Learn how to use periods correctly from Gotham Writers' Workshop instructor Stephanie Paterik in this Howcast grammar video.

Transcript

I like to think of punctuation in terms of driving metaphors, and in that case, the period would be the stop sign of the punctuation world. There are three different types of punctuation that we consider end punctuation.

The period is one of them, meaning it ends the sentence. Another is the question mark, and another is the exclamation point. So I'll give you an example from my favorite book. It's Ernest Hemingway's "The Sun Also Rises." The first sentence is, "Robert Cohn was once middleweight boxing champion of Princeton." So right there the period tells us to stop before we move onto the next sentence. I'll give you another example of a first line from a famous book. The book "Moby Dick" begins, "Call me Ishmael." It's a very simple sentence. It has a subject. It has a verb. It has a complete idea. And so we can give it some end punctuation with the period. One more instance when you might use a period is if you're abbreviating a word, and in that case a period isn't so much a stop sign as it is a way to signal that something has been taken out of the word and we're using a shorter form.

So for example, you might call me Mrs. Paterik. We use a period here. Same thing with Mr. Kahn, for example. You also might use it in street names. So if you have an address like 100 W. Spring, you'll use a period to abbreviate the word west. And you could also use a period to abbreviate the word street. So I hope that that gives you some ideas about how you use a period. Typically, it's used as an end punctuation to signal the end of a sentence, and it can also be used when you're writing an abbreviated word.

————————

[Job A]:
Answer these questions using the transcript.
(i) Which traffic sign does the speaker compare the period to?
(ii) Which book does the speaker call a favorite?
(iii) In the address example, which word does the period in "W." abbreviate?
[Job B]:
Quote the stretch of the transcript from "So for example, you" through "an abbreviated word.".
[Job C]:
Translate this sentence from the transcript into Spanish: "There are three different types of punctuation that we consider end punctuation."

Segmentation labeling records:
————————

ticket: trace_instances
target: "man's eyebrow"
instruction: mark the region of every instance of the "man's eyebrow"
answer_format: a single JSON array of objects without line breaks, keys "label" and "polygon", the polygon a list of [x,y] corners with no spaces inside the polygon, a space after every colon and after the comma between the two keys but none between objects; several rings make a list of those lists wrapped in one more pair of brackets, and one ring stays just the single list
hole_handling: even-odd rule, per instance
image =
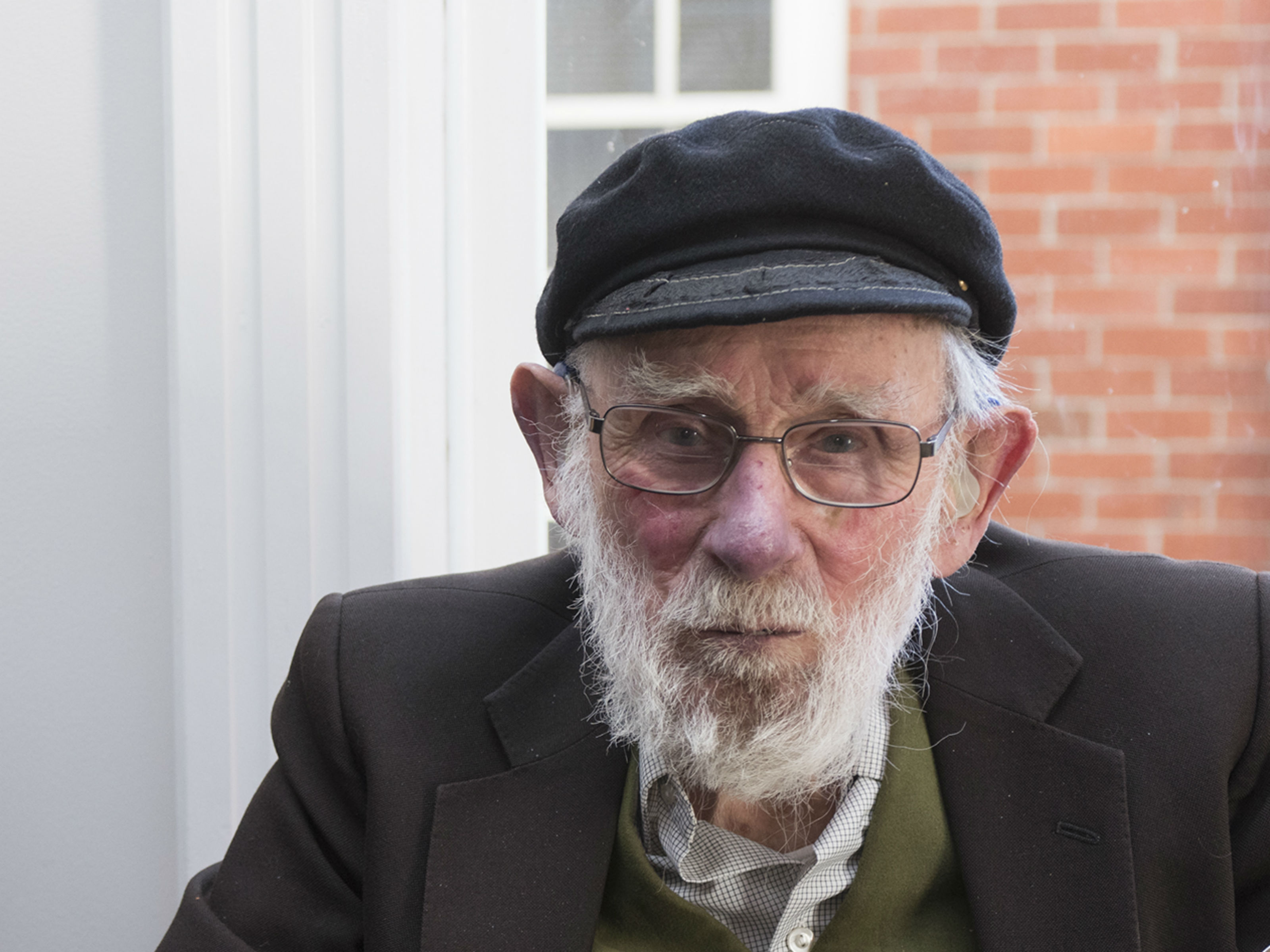
[{"label": "man's eyebrow", "polygon": [[798,402],[805,413],[827,418],[889,420],[904,401],[898,387],[889,382],[859,388],[822,382],[800,393]]},{"label": "man's eyebrow", "polygon": [[649,360],[643,353],[632,355],[616,374],[617,392],[622,400],[673,404],[683,400],[716,400],[735,405],[737,388],[732,381],[709,371],[685,371]]}]

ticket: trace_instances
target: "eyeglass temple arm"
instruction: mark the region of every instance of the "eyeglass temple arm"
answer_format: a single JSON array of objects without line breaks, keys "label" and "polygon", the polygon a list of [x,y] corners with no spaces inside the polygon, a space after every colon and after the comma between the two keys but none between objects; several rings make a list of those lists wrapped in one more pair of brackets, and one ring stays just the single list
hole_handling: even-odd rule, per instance
[{"label": "eyeglass temple arm", "polygon": [[578,371],[564,360],[560,360],[551,369],[556,377],[563,377],[566,383],[575,383],[578,386],[578,392],[582,393],[582,402],[587,407],[587,426],[592,433],[599,433],[605,428],[605,418],[591,409],[591,399],[587,396],[587,388],[582,386],[582,377],[578,374]]},{"label": "eyeglass temple arm", "polygon": [[949,418],[944,421],[944,425],[940,426],[939,433],[936,433],[930,439],[923,439],[921,443],[917,444],[921,447],[922,459],[935,456],[935,451],[944,444],[944,440],[947,439],[949,433],[952,432],[952,424],[955,421],[956,421],[956,414],[950,414]]}]

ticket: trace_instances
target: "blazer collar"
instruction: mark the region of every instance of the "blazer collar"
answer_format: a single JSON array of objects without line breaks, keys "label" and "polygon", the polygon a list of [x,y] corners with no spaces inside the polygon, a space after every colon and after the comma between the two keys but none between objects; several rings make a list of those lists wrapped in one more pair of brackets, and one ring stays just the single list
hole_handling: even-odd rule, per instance
[{"label": "blazer collar", "polygon": [[923,656],[928,679],[1035,721],[1049,717],[1082,663],[1013,589],[969,567],[936,583]]},{"label": "blazer collar", "polygon": [[588,952],[626,750],[591,717],[569,625],[485,698],[509,770],[437,788],[422,946]]}]

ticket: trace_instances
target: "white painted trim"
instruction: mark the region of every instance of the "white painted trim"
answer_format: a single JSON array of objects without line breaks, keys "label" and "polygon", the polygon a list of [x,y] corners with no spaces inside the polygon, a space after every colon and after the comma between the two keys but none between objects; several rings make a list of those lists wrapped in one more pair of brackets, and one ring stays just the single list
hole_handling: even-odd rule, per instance
[{"label": "white painted trim", "polygon": [[222,856],[330,590],[545,551],[545,6],[166,5],[179,875]]}]

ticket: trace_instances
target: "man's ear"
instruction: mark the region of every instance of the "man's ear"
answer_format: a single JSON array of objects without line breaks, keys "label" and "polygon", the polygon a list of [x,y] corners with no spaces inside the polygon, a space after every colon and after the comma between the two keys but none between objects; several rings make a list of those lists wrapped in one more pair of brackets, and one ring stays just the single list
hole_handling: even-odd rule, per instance
[{"label": "man's ear", "polygon": [[556,522],[556,435],[565,429],[563,406],[568,392],[565,380],[541,364],[522,363],[512,372],[512,413],[538,463],[542,498]]},{"label": "man's ear", "polygon": [[[935,546],[935,574],[946,578],[974,555],[992,512],[1036,443],[1036,421],[1025,406],[1011,405],[966,439],[964,485],[955,487],[956,517]],[[975,494],[978,490],[978,494]]]}]

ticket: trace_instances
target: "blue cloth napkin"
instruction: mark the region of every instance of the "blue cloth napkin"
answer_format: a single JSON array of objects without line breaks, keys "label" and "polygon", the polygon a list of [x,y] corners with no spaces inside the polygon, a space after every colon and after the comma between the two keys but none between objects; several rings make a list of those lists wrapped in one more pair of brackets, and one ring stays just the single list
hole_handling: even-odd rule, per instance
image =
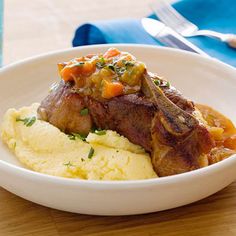
[{"label": "blue cloth napkin", "polygon": [[[235,0],[182,0],[173,6],[200,29],[236,34]],[[156,18],[154,15],[149,17]],[[189,41],[209,55],[236,67],[236,49],[206,37],[193,37]],[[73,39],[74,47],[105,43],[161,45],[145,32],[140,19],[88,22],[76,30]]]},{"label": "blue cloth napkin", "polygon": [[0,0],[0,66],[2,65],[3,0]]}]

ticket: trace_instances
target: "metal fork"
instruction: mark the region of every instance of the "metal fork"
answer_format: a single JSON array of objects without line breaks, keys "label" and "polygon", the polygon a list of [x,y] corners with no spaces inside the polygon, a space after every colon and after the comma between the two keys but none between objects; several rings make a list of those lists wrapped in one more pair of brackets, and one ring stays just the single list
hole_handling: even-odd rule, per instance
[{"label": "metal fork", "polygon": [[196,25],[180,15],[169,3],[163,0],[157,0],[150,6],[163,23],[184,37],[207,36],[219,39],[227,43],[230,47],[236,48],[235,34],[223,34],[212,30],[199,30]]}]

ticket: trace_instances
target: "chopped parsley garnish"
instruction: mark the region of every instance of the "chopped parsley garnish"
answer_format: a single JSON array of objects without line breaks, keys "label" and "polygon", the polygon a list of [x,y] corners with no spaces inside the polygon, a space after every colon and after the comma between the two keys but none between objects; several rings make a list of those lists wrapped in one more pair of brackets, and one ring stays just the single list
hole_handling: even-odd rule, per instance
[{"label": "chopped parsley garnish", "polygon": [[97,135],[105,135],[106,134],[106,130],[98,129],[98,130],[95,130],[94,133],[97,134]]},{"label": "chopped parsley garnish", "polygon": [[112,71],[116,71],[116,68],[115,68],[115,66],[113,64],[107,65],[107,68],[109,68]]},{"label": "chopped parsley garnish", "polygon": [[27,117],[27,118],[24,118],[24,119],[16,118],[16,122],[19,122],[19,121],[23,122],[26,127],[30,127],[36,121],[36,117],[32,116],[32,117]]},{"label": "chopped parsley garnish", "polygon": [[83,66],[83,65],[84,65],[83,61],[79,61],[79,62],[73,64],[73,66]]},{"label": "chopped parsley garnish", "polygon": [[157,86],[160,86],[161,82],[158,79],[153,80],[154,84]]},{"label": "chopped parsley garnish", "polygon": [[96,63],[98,69],[102,69],[105,66],[106,62],[104,57],[99,58],[99,61]]},{"label": "chopped parsley garnish", "polygon": [[81,116],[87,116],[89,114],[88,108],[84,108],[80,111]]},{"label": "chopped parsley garnish", "polygon": [[70,161],[67,162],[67,163],[64,163],[63,165],[66,166],[66,167],[72,167],[72,166],[74,166]]},{"label": "chopped parsley garnish", "polygon": [[82,141],[86,140],[86,135],[83,134],[78,134],[78,133],[71,133],[67,135],[69,137],[70,140],[76,140],[76,139],[80,139]]},{"label": "chopped parsley garnish", "polygon": [[170,88],[170,82],[166,81],[166,87]]},{"label": "chopped parsley garnish", "polygon": [[125,66],[134,66],[135,63],[133,61],[125,61]]},{"label": "chopped parsley garnish", "polygon": [[88,159],[92,159],[93,154],[94,154],[94,149],[91,147],[88,153]]}]

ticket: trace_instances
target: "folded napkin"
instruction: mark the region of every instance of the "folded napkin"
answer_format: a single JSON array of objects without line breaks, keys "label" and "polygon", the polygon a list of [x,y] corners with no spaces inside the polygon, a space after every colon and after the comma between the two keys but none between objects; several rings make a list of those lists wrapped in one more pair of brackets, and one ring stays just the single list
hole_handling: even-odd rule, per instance
[{"label": "folded napkin", "polygon": [[[235,0],[182,0],[173,6],[200,29],[236,34]],[[154,15],[149,17],[156,18]],[[236,67],[236,49],[206,37],[193,37],[189,41],[209,55]],[[105,43],[161,45],[145,32],[140,19],[89,22],[76,30],[73,39],[74,47]]]},{"label": "folded napkin", "polygon": [[3,1],[0,0],[0,66],[2,65],[2,25],[3,25]]}]

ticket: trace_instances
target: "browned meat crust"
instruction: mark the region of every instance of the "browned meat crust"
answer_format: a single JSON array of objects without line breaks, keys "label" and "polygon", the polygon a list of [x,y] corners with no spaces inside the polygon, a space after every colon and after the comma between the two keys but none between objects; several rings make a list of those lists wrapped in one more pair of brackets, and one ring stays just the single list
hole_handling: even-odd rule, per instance
[{"label": "browned meat crust", "polygon": [[[149,94],[130,94],[98,101],[60,82],[41,103],[39,116],[65,132],[88,133],[92,124],[115,130],[152,154],[159,176],[178,174],[204,166],[201,156],[213,141],[207,129],[191,115],[194,104],[173,87],[163,87],[158,101]],[[151,92],[150,92],[151,93]],[[84,107],[86,116],[80,115]]]}]

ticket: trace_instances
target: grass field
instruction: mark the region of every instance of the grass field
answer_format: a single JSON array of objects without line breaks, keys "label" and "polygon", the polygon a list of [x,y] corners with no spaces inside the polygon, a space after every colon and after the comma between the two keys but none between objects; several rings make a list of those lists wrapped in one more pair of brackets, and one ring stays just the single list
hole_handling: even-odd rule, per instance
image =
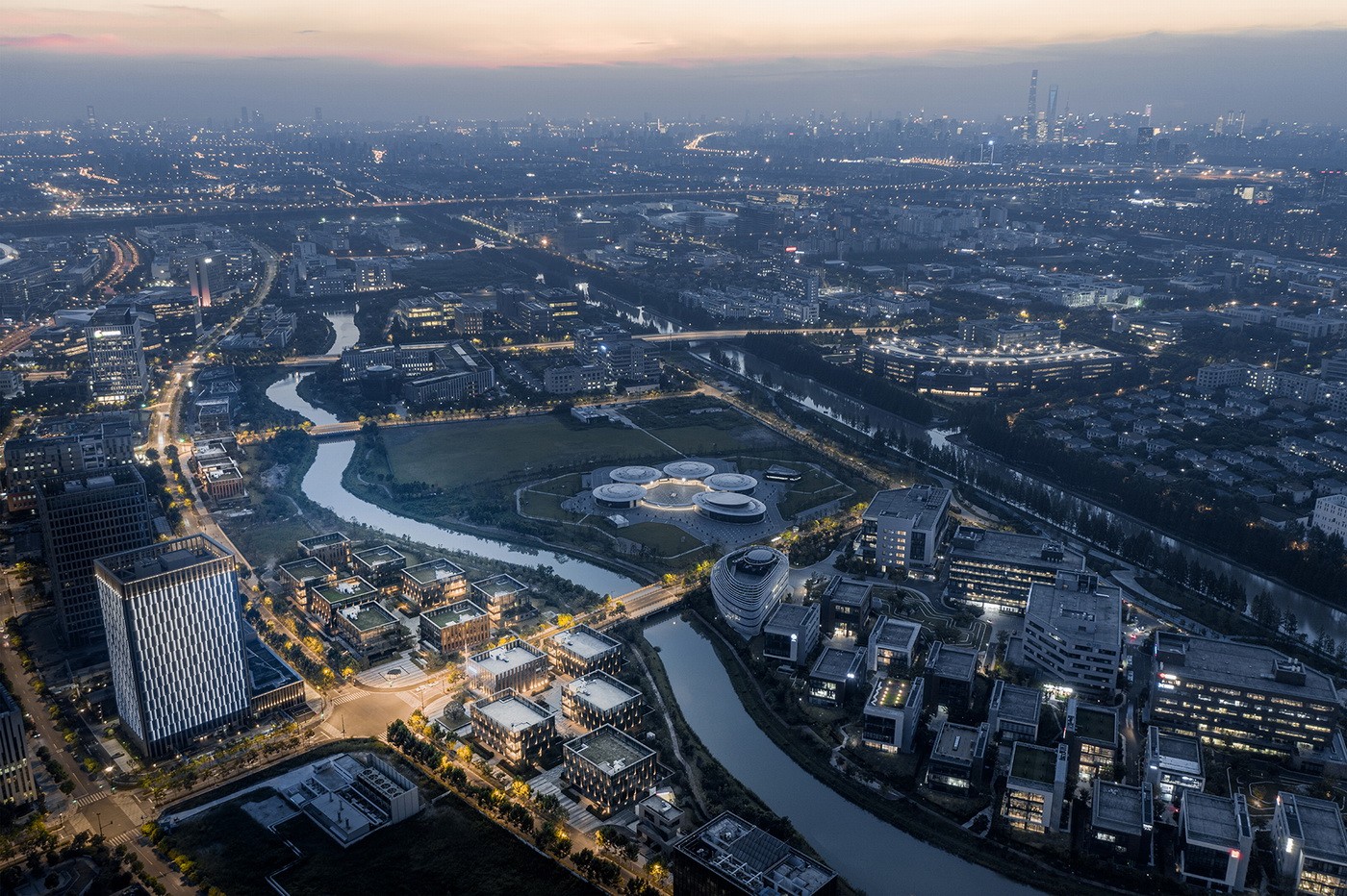
[{"label": "grass field", "polygon": [[[249,794],[241,800],[257,798]],[[186,853],[210,885],[229,896],[273,896],[265,877],[295,860],[283,839],[303,854],[277,877],[291,896],[595,892],[457,796],[427,806],[415,818],[376,831],[348,849],[308,818],[287,821],[273,835],[238,807],[241,800],[183,822],[170,835],[172,848]],[[484,856],[490,861],[482,861]]]}]

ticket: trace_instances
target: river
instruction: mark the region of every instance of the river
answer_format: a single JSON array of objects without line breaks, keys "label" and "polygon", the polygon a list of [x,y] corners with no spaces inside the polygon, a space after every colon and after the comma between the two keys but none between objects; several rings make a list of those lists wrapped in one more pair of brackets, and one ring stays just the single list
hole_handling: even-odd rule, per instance
[{"label": "river", "polygon": [[[345,318],[349,326],[343,327],[339,322],[341,318]],[[354,323],[350,315],[329,313],[327,319],[337,327],[337,344],[327,354],[341,354],[345,346],[354,344],[358,338]],[[310,373],[304,373],[282,377],[268,386],[267,397],[287,410],[303,414],[315,424],[341,422],[335,414],[322,408],[315,408],[299,397],[296,391],[299,382],[304,377],[311,375]],[[314,460],[313,467],[308,468],[308,472],[304,474],[302,483],[304,495],[310,500],[327,507],[342,519],[383,529],[389,534],[403,535],[445,550],[478,554],[480,557],[519,564],[521,566],[537,566],[543,564],[551,566],[558,576],[568,578],[599,595],[625,595],[629,591],[640,588],[640,583],[585,560],[551,550],[535,550],[532,548],[512,545],[494,538],[481,538],[445,526],[409,519],[353,495],[341,487],[341,480],[342,472],[350,464],[354,452],[356,443],[353,440],[319,441],[318,457]]]},{"label": "river", "polygon": [[853,887],[881,893],[995,893],[1037,891],[923,844],[847,802],[795,764],[744,709],[711,643],[680,619],[645,630],[660,651],[683,717],[707,751],[789,818],[823,861]]}]

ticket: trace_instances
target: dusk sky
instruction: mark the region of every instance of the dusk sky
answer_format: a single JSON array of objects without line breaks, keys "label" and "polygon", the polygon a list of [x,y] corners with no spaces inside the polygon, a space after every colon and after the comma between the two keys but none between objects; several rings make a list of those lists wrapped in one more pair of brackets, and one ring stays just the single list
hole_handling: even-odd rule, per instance
[{"label": "dusk sky", "polygon": [[1039,67],[1082,112],[1340,121],[1344,57],[1334,0],[0,1],[0,114],[990,116]]}]

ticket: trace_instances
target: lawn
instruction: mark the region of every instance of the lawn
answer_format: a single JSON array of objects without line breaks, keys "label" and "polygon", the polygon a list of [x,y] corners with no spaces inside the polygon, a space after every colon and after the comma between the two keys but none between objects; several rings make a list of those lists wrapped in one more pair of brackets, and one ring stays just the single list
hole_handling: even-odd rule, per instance
[{"label": "lawn", "polygon": [[442,488],[527,472],[668,456],[667,448],[643,432],[616,424],[586,425],[550,414],[400,426],[384,431],[384,444],[388,464],[399,482],[426,482]]},{"label": "lawn", "polygon": [[[484,818],[457,796],[370,834],[348,849],[308,818],[294,818],[272,835],[238,803],[249,794],[179,825],[172,849],[186,853],[211,887],[229,896],[272,896],[267,876],[295,860],[282,841],[303,854],[277,881],[292,896],[330,893],[496,893],[595,892]],[[489,856],[490,861],[482,861]]]}]

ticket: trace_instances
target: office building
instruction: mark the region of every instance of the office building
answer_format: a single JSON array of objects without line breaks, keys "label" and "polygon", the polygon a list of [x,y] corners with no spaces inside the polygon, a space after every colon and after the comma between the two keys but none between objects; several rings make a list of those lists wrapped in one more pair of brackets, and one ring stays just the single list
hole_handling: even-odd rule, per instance
[{"label": "office building", "polygon": [[1072,697],[1067,701],[1065,741],[1071,745],[1071,767],[1084,787],[1094,778],[1113,780],[1122,755],[1118,710],[1094,706]]},{"label": "office building", "polygon": [[528,642],[512,638],[504,644],[473,654],[463,670],[467,687],[492,696],[512,689],[533,694],[547,685],[547,654]]},{"label": "office building", "polygon": [[1010,827],[1037,834],[1060,830],[1070,766],[1065,744],[1039,747],[1016,741],[1001,809]]},{"label": "office building", "polygon": [[140,441],[132,416],[113,412],[46,420],[4,443],[9,513],[36,506],[38,483],[48,476],[97,474],[136,460]]},{"label": "office building", "polygon": [[1033,585],[1024,658],[1076,693],[1111,694],[1122,663],[1122,592],[1086,573]]},{"label": "office building", "polygon": [[924,692],[920,678],[877,678],[861,713],[861,741],[885,752],[911,753]]},{"label": "office building", "polygon": [[38,521],[63,639],[74,646],[101,642],[93,561],[154,539],[145,480],[133,465],[44,479]]},{"label": "office building", "polygon": [[762,626],[762,655],[803,666],[819,643],[819,605],[781,604]]},{"label": "office building", "polygon": [[834,576],[823,591],[823,636],[858,638],[870,616],[872,592],[869,583]]},{"label": "office building", "polygon": [[566,741],[566,783],[601,818],[626,809],[655,787],[655,751],[612,725]]},{"label": "office building", "polygon": [[1084,554],[1039,535],[959,526],[950,545],[950,595],[970,604],[1022,613],[1034,584],[1084,572]]},{"label": "office building", "polygon": [[30,803],[38,798],[28,759],[28,731],[23,709],[0,686],[0,802]]},{"label": "office building", "polygon": [[1095,778],[1090,786],[1090,825],[1082,845],[1107,861],[1149,865],[1153,806],[1148,790]]},{"label": "office building", "polygon": [[836,873],[733,813],[674,848],[674,896],[834,896]]},{"label": "office building", "polygon": [[419,624],[422,642],[442,657],[477,647],[492,636],[486,611],[470,600],[426,609]]},{"label": "office building", "polygon": [[1043,692],[1037,687],[1020,687],[999,678],[991,686],[987,725],[993,737],[1001,741],[1026,740],[1032,744],[1039,739],[1041,712]]},{"label": "office building", "polygon": [[742,548],[711,568],[711,596],[741,638],[756,638],[785,596],[791,561],[775,548]]},{"label": "office building", "polygon": [[248,662],[234,556],[189,535],[97,561],[123,728],[147,757],[247,718]]},{"label": "office building", "polygon": [[1278,792],[1272,842],[1277,870],[1293,893],[1347,893],[1347,829],[1338,803]]},{"label": "office building", "polygon": [[399,576],[403,600],[416,612],[453,604],[467,596],[467,576],[462,566],[443,557],[407,566]]},{"label": "office building", "polygon": [[935,565],[950,500],[950,490],[936,486],[878,492],[861,515],[861,556],[880,572]]},{"label": "office building", "polygon": [[1245,888],[1254,831],[1243,794],[1183,791],[1179,807],[1179,873],[1185,883],[1235,892]]},{"label": "office building", "polygon": [[100,308],[85,328],[89,348],[89,391],[100,405],[140,401],[150,393],[140,312]]},{"label": "office building", "polygon": [[975,650],[935,642],[925,662],[927,693],[942,706],[967,708],[981,662],[982,654]]},{"label": "office building", "polygon": [[888,674],[889,671],[907,671],[913,667],[917,658],[917,643],[921,639],[921,623],[880,616],[870,631],[870,643],[866,646],[866,662],[870,671]]},{"label": "office building", "polygon": [[616,674],[622,669],[622,644],[589,626],[563,628],[543,642],[543,650],[552,669],[563,675]]},{"label": "office building", "polygon": [[562,716],[589,731],[612,725],[634,732],[644,712],[641,692],[607,673],[590,673],[562,687]]},{"label": "office building", "polygon": [[841,706],[858,685],[865,681],[861,667],[865,654],[859,650],[824,647],[810,669],[806,694],[811,704]]},{"label": "office building", "polygon": [[1150,720],[1204,744],[1297,756],[1332,745],[1328,675],[1269,647],[1156,632]]},{"label": "office building", "polygon": [[1176,800],[1181,788],[1200,791],[1207,787],[1202,741],[1196,735],[1175,735],[1150,725],[1145,761],[1146,783],[1160,799]]},{"label": "office building", "polygon": [[986,722],[977,728],[954,722],[940,725],[927,760],[925,786],[955,794],[979,790],[986,774],[989,736]]}]

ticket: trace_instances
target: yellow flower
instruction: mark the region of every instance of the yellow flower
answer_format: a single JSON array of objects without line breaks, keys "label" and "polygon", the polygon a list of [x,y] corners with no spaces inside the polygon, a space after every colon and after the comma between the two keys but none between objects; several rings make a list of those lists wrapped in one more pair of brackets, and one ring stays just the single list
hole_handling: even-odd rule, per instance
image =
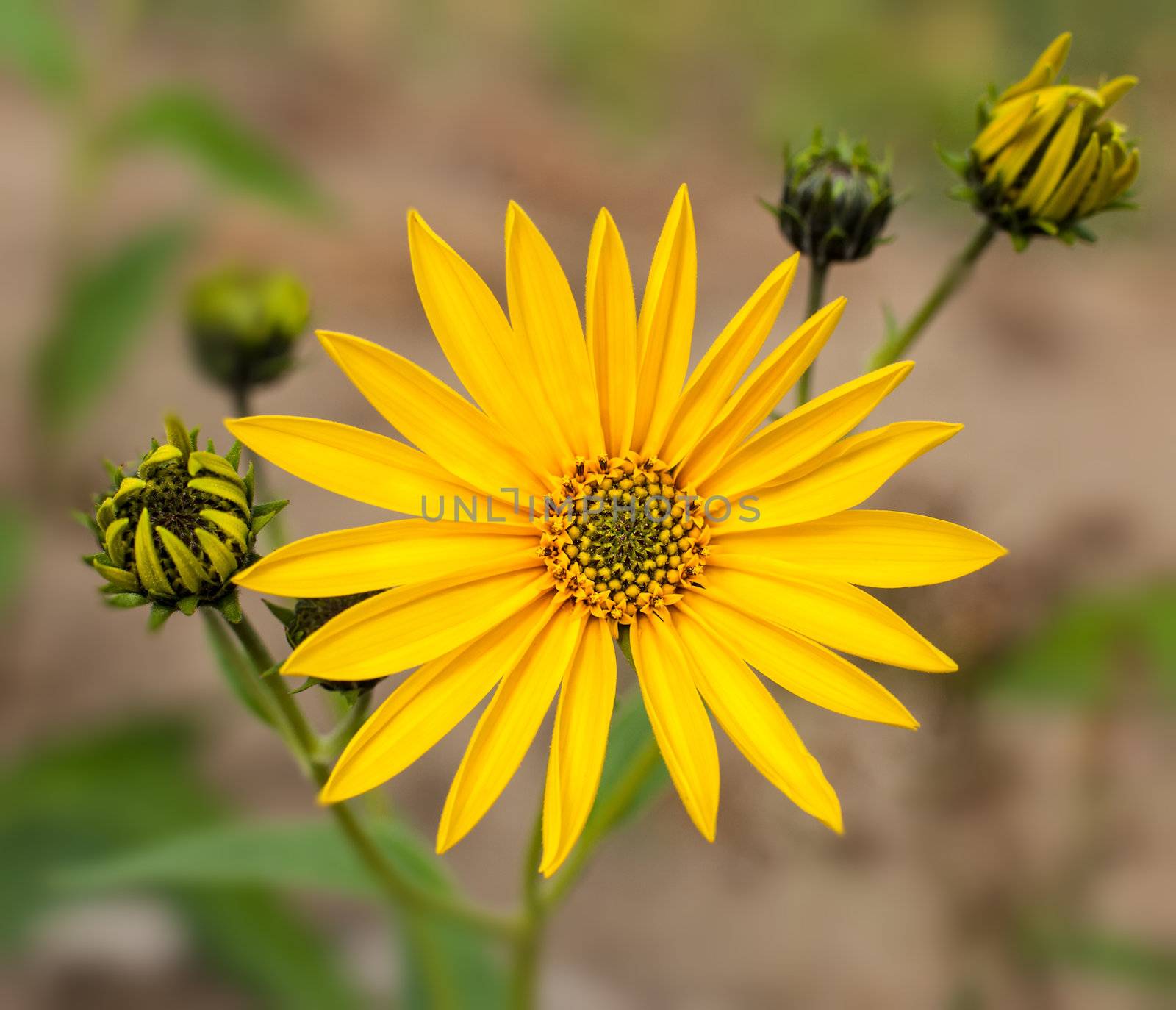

————————

[Full solution A]:
(i) The stop sign
(ii) Ernest Hemingway's "The Sun Also Rises"
(iii) West

[Full solution B]:
So for example, you might call me Mrs. Paterik. We use a period here. Same thing with Mr. Kahn, for example. You also might use it in street names. So if you have an address like 100 W. Spring, you'll use a period to abbreviate the word west. And you could also use a period to abbreviate the word street. So I hope that that gives you some ideas about how you use a period. Typically, it's used as an end punctuation to signal the end of a sentence, and it can also be used when you're writing an abbreviated word.

[Full solution C]:
Hay tres tipos diferentes de puntuación que consideramos puntuación final.